### Entries provided ###

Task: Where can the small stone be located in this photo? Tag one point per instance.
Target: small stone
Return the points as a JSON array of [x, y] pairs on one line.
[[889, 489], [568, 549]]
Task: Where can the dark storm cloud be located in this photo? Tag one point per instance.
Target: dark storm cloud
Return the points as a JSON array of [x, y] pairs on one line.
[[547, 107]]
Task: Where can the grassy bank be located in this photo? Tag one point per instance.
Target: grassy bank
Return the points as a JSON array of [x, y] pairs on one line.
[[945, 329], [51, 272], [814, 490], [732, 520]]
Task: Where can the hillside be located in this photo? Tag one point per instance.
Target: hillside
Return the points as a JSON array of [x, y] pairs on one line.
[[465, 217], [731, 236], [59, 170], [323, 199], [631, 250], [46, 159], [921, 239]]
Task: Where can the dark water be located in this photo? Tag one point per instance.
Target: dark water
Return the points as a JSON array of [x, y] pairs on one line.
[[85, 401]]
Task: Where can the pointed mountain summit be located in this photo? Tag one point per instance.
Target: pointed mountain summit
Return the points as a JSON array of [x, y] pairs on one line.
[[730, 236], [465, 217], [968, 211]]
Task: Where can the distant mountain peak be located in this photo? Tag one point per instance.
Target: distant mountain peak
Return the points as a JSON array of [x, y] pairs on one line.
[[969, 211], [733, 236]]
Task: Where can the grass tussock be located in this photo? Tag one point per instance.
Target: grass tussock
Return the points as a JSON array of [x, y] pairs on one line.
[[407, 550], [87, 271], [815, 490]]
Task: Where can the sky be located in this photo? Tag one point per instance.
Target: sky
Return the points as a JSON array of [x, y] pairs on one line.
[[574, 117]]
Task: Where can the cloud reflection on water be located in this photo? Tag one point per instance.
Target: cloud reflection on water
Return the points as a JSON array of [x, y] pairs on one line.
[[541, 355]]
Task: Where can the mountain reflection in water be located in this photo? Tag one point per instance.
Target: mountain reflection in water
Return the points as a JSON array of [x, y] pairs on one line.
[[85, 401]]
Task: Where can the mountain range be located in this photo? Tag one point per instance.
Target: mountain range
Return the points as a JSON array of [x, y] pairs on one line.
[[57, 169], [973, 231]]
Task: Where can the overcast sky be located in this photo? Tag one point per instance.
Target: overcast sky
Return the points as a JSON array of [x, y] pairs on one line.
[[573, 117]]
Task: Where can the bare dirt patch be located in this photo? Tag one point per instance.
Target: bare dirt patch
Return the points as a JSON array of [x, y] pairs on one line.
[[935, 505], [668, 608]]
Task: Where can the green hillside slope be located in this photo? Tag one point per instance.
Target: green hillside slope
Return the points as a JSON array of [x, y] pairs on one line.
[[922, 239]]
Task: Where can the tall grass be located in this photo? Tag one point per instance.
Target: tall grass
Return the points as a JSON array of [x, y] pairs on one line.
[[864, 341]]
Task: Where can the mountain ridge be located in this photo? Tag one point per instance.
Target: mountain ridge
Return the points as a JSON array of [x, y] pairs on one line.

###

- _Exercise requirements_:
Lay out every line of the data above as a numbered list, leaving out any blank lines.

- _Exercise output_:
1. Task: Where can the small stone be located in this photo? Tag one point per instance.
2. Target: small stone
3. Return the points as a JSON array of [x, y] pairs on one line.
4. [[889, 489], [568, 549]]
5. Task: Where can the dark storm cloud be located in this photo? Tag one point per instance.
6. Target: dark storm cloud
7. Return the points as a JSON array of [x, y] pairs on one line.
8. [[547, 107]]
9. Task: Where can the grassy bank be located in this photo? Tag one point per instance.
10. Target: grassy bank
11. Return the points as a JSON array of [x, y] pairs on one line.
12. [[945, 329], [51, 272], [814, 490], [732, 520]]
13. Task: Where can the hillside be located in this photo? Tag one point per instance.
14. Target: hillside
15. Return the points as a JSON array of [x, y] pairs on one line.
16. [[465, 217], [731, 236], [59, 170], [323, 199], [631, 250], [46, 159], [921, 239]]
17. Task: Where can the dark water be located in this photo? Tag one point per instance.
18. Target: dark water
19. Return the points as a JSON array of [x, y] pairs on one line.
20. [[85, 401]]
21. Task: Where can the pointed mountain summit be located in this photo? Tag one point per instance.
22. Target: pointed mountain summit
23. Return the points as a JSON array of [x, y] pairs on one line.
24. [[730, 236], [465, 217], [968, 211]]
25. Task: Where can the distant mountain peak be located in this photo? Tag one point per instance.
26. Target: distant mountain peak
27. Return the points as a JSON array of [x, y] pairs on one line.
28. [[969, 211], [733, 236]]
29. Task: Where can the grass tussock be located in this photo? Tag one point per instance.
30. Target: grass tussock
31. Return the points as a JSON array of [x, y] pairs on one line.
32. [[407, 550], [87, 271], [815, 490]]
33. Task: Where can the sky be located in this photo? Tag one point per instance.
34. Target: sky
35. Return the points as a JSON array of [x, y] pairs on one line.
36. [[574, 117]]
37. Task: Where can the cloud reflection on water be located in this photo? Tag one point per instance.
38. Target: cloud reflection on water
39. Return the points as a JSON array of [x, y] pairs on one line.
40. [[541, 355]]
41. Task: Where can the mountain reflection in water be located in this photo? Tag one point per instance.
42. Target: mountain reflection in water
43. Return the points as a JSON array of [x, y] pairs on one line.
44. [[85, 401]]
45. Task: Where can the mountain range be located in this photo? Tag one point per instance.
46. Target: mountain range
47. Return the points as a JSON array of [x, y] pairs on one line.
48. [[57, 169], [973, 231]]
49. Task: Where can the overcast sky be located in this photo? Tag one point per instance.
50. Target: overcast sky
51. Return the points as a JSON array of [x, y] pairs on one line.
52. [[573, 117]]
53. Task: Where can the bare dirt patch be located in this photo? Tag one point per instance.
54. Target: bare dirt patch
55. Return the points as a JSON array of [x, y] pairs on one line.
56. [[935, 505], [668, 608]]
57. Task: Where can the green hillside slope be located in this photo? Tag one point per instance.
58. Target: green hillside slope
59. Return the points as a JSON array of [x, y] pairs on one line.
60. [[922, 239]]
61. Task: Where can the tall grass be located in this photo? Tag one point per instance.
62. Target: tall grass
63. Return the points as a JSON array of [x, y] pairs on one line.
64. [[864, 341]]
65. Task: Where can the mountain ridge be located in this photo? Tag one point per instance.
66. Target: mountain ridge
67. Return the points as a JSON array of [x, y] pairs on one line.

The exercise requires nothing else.